> [Provided data]
+ + + + +
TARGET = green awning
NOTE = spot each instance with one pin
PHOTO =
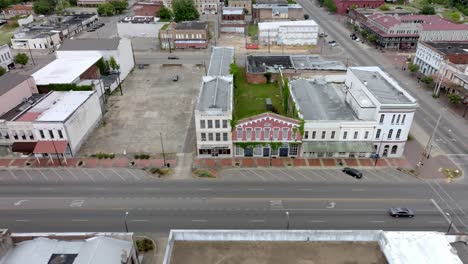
(338, 146)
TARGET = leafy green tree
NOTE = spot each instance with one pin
(119, 6)
(165, 14)
(427, 10)
(61, 6)
(21, 58)
(106, 9)
(455, 99)
(184, 10)
(43, 7)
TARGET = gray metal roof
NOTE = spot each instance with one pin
(382, 90)
(10, 80)
(216, 93)
(221, 59)
(90, 44)
(319, 100)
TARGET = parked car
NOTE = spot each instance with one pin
+ + + + +
> [Task directions] Reproduce the listing above, swapping every "spot" for "mark" and keeping everything else the same. Omit the pictures from your answer.

> [Task answer]
TARGET = green awning
NOTE = mark each instance with one pin
PHOTO =
(338, 146)
TARGET = leafy green tree
NOTE = mark each instance with one pin
(119, 6)
(165, 14)
(427, 10)
(61, 6)
(21, 58)
(106, 9)
(455, 99)
(184, 10)
(43, 7)
TARGET = gray metal roof
NOTE = mark each instance with one pin
(382, 90)
(10, 80)
(216, 93)
(221, 59)
(90, 44)
(319, 100)
TARGET = parked car
NOTE = mark each instance with one pin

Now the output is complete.